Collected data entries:
-------

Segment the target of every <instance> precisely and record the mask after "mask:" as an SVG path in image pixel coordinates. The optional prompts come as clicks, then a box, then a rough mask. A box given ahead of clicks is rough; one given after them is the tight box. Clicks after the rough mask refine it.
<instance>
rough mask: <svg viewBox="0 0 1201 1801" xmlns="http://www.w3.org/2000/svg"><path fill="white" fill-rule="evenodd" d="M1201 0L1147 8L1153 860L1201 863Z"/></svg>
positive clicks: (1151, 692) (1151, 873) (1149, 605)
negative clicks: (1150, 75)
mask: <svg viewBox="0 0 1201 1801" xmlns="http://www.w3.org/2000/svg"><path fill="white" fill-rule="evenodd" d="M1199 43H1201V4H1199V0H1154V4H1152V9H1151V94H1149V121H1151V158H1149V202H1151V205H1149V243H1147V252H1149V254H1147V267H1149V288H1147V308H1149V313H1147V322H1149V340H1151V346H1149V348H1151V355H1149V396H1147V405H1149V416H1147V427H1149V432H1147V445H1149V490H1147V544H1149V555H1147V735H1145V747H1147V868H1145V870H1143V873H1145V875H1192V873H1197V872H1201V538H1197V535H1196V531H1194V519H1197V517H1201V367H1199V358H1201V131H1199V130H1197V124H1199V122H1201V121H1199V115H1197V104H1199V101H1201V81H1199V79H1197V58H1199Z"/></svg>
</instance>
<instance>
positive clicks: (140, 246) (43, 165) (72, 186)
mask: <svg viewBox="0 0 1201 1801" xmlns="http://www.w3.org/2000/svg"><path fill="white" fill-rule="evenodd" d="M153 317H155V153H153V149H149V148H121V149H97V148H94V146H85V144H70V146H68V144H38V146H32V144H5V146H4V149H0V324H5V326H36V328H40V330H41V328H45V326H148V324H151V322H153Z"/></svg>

-------

A verbatim transcription is needed of the lines above, starting at the line with "rough mask: <svg" and ending at the line with "positive clicks: (1151, 692)", both included, and of nothing else.

rough mask: <svg viewBox="0 0 1201 1801" xmlns="http://www.w3.org/2000/svg"><path fill="white" fill-rule="evenodd" d="M1201 0L1147 8L1153 860L1201 863Z"/></svg>
positive clicks: (1151, 692) (1151, 873) (1149, 605)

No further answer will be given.